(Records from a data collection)
+--

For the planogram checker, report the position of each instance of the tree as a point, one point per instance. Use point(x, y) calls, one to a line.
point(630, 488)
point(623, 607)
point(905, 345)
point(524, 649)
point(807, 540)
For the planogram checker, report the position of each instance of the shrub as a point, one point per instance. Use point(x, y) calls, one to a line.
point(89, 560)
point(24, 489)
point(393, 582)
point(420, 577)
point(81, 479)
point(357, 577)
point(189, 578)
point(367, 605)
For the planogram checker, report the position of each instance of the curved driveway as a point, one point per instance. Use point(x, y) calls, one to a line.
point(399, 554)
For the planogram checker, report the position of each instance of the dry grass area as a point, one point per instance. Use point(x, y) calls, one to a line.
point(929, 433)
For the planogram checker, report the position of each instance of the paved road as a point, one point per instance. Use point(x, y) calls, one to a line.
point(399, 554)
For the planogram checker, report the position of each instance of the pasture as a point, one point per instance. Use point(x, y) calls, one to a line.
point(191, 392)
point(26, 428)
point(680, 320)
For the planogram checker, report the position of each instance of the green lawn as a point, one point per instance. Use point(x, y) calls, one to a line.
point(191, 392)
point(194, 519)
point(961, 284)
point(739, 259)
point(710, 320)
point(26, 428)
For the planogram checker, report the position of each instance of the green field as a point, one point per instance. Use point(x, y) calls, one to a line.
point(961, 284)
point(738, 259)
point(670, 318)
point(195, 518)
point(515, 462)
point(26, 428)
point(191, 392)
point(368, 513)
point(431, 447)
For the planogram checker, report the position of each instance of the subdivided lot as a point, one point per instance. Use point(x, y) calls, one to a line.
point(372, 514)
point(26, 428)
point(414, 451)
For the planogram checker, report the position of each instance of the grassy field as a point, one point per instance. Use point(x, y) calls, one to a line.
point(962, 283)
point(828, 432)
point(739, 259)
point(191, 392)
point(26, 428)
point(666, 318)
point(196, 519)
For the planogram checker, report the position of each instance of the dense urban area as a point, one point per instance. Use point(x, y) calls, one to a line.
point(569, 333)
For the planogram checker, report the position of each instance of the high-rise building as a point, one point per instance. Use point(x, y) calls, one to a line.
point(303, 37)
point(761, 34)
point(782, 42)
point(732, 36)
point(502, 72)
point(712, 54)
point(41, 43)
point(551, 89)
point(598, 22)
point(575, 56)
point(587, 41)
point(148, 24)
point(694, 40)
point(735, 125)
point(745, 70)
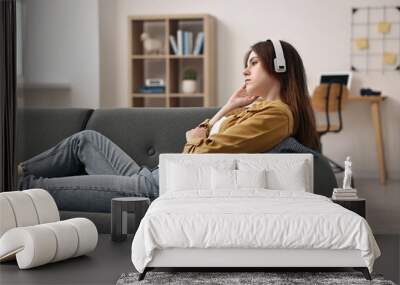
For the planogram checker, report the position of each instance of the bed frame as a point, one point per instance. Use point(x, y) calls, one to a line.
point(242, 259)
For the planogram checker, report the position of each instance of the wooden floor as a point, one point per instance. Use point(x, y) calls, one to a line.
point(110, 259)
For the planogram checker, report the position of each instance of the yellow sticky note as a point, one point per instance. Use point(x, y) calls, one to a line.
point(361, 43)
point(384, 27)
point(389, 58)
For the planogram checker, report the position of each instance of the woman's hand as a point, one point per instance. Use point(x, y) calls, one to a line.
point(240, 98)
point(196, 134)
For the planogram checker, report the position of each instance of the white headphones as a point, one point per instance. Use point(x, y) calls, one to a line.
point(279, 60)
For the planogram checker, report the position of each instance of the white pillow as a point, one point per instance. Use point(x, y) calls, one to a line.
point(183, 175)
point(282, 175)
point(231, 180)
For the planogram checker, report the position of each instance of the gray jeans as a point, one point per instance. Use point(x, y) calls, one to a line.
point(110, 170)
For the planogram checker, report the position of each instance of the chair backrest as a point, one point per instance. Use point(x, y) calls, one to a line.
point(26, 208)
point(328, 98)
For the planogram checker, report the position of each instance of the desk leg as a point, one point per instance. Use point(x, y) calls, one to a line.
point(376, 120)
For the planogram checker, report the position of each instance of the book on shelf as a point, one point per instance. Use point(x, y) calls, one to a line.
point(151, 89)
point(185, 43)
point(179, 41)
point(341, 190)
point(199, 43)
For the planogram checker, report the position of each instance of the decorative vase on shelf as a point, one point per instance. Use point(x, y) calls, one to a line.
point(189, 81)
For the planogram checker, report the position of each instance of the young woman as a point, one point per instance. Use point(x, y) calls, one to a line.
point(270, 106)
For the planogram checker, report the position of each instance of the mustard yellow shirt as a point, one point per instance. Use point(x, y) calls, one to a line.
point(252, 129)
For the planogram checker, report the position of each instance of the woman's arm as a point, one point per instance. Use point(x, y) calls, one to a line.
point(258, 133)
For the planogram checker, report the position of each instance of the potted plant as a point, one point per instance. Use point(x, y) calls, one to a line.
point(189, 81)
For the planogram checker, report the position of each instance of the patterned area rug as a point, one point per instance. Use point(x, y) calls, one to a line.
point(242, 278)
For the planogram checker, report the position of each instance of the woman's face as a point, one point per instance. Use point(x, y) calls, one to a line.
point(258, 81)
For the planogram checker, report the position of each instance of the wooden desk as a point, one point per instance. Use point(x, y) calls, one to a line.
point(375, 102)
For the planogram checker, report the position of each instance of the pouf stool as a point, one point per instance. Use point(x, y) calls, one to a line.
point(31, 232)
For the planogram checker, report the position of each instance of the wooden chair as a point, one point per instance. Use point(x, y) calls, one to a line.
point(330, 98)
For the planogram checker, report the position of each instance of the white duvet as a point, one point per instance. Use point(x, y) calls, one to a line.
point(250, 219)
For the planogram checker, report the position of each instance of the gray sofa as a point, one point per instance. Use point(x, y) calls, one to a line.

+--

◆ **Aim of the exercise**
Transcribe all of the records exactly, without reproducing their pictures.

◆ **Your solution**
For the planogram checker, report the position of each instance of the tree as a point, one point per instance. Use point(x, y) calls, one to a line.
point(630, 488)
point(623, 607)
point(905, 345)
point(524, 649)
point(807, 540)
For the planogram checker, report the position of each instance of the shrub as a point, one point per instance. Use point(x, y) calls, one to a line.
point(89, 560)
point(24, 489)
point(393, 582)
point(420, 577)
point(81, 479)
point(357, 577)
point(189, 578)
point(367, 605)
For the planogram checker, report the position of each instance of the curved driveway as a point, one point per instance. Use point(x, y) calls, one to a line.
point(399, 554)
For the planogram checker, report the position of each instance of the dry grass area as a point, one point per instance. Use point(x, y) calls, one to a line.
point(929, 433)
For the planogram checker, report the position of each instance of the paved road as a point, one point per instance. Use point(x, y) calls, one to a line.
point(399, 554)
For the planogram checker, report the position of each instance of the pasture as a point, one point per instance. Use point(x, y) calls, one to a line.
point(191, 392)
point(26, 428)
point(680, 320)
For the planogram checker, report the position of each instance of the green lawn as a point, one point per instance. Use point(x, y) calls, one to a line.
point(191, 392)
point(194, 519)
point(961, 284)
point(739, 259)
point(710, 320)
point(26, 428)
For the planogram checker, report the position of each instance of the green field as a point, one point per instance. Use point(x, y) calls, one to a line.
point(961, 284)
point(738, 259)
point(670, 318)
point(195, 518)
point(515, 462)
point(26, 428)
point(191, 392)
point(368, 513)
point(431, 447)
For the planogram checker, report the position of each instance of the subdivided lot as a point, one point per instance. Use point(x, y) calls, one to a line.
point(372, 514)
point(26, 428)
point(414, 451)
For the planogram checker, report the position of each instance of the grassy field as a point, one point per instance. Use point(x, y) calls, one to a line.
point(962, 283)
point(828, 432)
point(739, 259)
point(191, 392)
point(26, 428)
point(666, 318)
point(196, 519)
For the planogram checker, report the position of each instance of the dense urban area as a point, one point per instance. Use point(x, y) calls, one to a line.
point(569, 333)
For the planogram checker, report the position of each instance of the high-rise building as a point, one point per instance. Use point(x, y) calls, one to a line.
point(303, 37)
point(761, 34)
point(782, 42)
point(732, 36)
point(502, 72)
point(712, 54)
point(41, 43)
point(551, 89)
point(598, 22)
point(575, 56)
point(587, 41)
point(148, 24)
point(694, 40)
point(735, 125)
point(745, 70)
For the planogram checker, report the position of each instance of the bed frame as a point, one point per instance. Use point(x, y) calls, one to a line.
point(242, 259)
For the planogram checker, report the position of each instance of the wooden floor as a point, one point per instance. Use point(x, y) calls, one to a line.
point(110, 259)
For the planogram checker, report the position of each instance of the yellow sticky note as a point, one point per instance. Use point(x, y) calls, one to a line.
point(361, 43)
point(384, 27)
point(389, 58)
For the planogram checker, report the position of each instance of the woman's hand as a point, one point per instance. Use point(x, y) calls, one to a line.
point(240, 98)
point(196, 134)
For the planogram checker, report the position of each instance of the white headphones as a point, one point per instance. Use point(x, y) calls, one to a line.
point(279, 60)
For the planogram checker, report the position of each instance of the white pillow as a point, one point per instance. Use point(x, y) calls, one to a line.
point(183, 175)
point(282, 175)
point(231, 180)
For the planogram checker, report the position of each instance of the gray jeans as a point, one point per instance. Use point(x, y) calls, one to a line.
point(110, 170)
For the planogram checker, report the position of each instance of the chair backrest as a point, one point per instance. Use point(x, y) calls, one to a line.
point(26, 208)
point(328, 98)
For the planogram checker, report the position of each instance of the desk leg as a point, one point per instance. Use point(x, y) calls, one to a line.
point(376, 120)
For the planogram checker, report the position of each instance of the book on shelf as a point, one point per instance. Use point(x, y) calls, one to a line.
point(151, 89)
point(185, 43)
point(179, 41)
point(341, 190)
point(199, 43)
For the planogram checker, report the position of each instance of the decorative vase on shelf as a point, one point per instance. Use point(x, y) calls, one to a line.
point(189, 81)
For the planogram checker, report the position of each instance of the young woman as a point, one point per instance. Use point(x, y) calls, one to a line.
point(270, 106)
For the planogram checker, report the position of each instance of the mustard yellow shirt as a point, one point per instance. Use point(x, y) calls, one to a line.
point(252, 129)
For the planogram checker, report the position of each instance of the woman's arm as a point, one point per instance. Use point(x, y) calls, one to a line.
point(258, 133)
For the planogram checker, report the position of each instance of the potted plant as a point, one point per instance. Use point(x, y) calls, one to a line.
point(189, 81)
For the planogram checker, report the position of each instance of the patterned area rug as a point, one point per instance. Use point(x, y) calls, one to a line.
point(242, 278)
For the planogram checker, report the position of each instance of the woman's face as a point, one point per instance. Use point(x, y) calls, one to a line.
point(258, 81)
For the planogram checker, report the position of each instance of the wooden desk as a point, one point per instance. Use point(x, y) calls, one to a line.
point(375, 102)
For the planogram checker, report the position of each instance of the pouf stool as a point, one point per instance. Use point(x, y) calls, one to a line.
point(31, 232)
For the planogram checker, report the position of each instance of the wooden chair as a point, one point per instance. Use point(x, y) calls, one to a line.
point(330, 98)
For the planogram checker, report the position of each instance of the white duvet as a point, one point per instance. Use point(x, y) calls, one to a line.
point(250, 219)
For the planogram checker, report the position of each instance of the gray sofa as a point, one point per instance. Use point(x, y) calls, one to a line.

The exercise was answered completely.